(Beginning of Entries supplied)

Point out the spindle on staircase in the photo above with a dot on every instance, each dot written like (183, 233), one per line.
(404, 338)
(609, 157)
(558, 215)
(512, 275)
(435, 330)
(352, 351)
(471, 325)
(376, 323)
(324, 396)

(End of Entries supplied)

(Problem requirements) Word for word, restate all of the records.

(Task solution)
Point out the spindle on staircase in the photo above with a dot on every instance, each dot written like (183, 233), one per line.
(404, 338)
(609, 157)
(558, 215)
(512, 275)
(435, 330)
(352, 351)
(471, 325)
(376, 323)
(324, 396)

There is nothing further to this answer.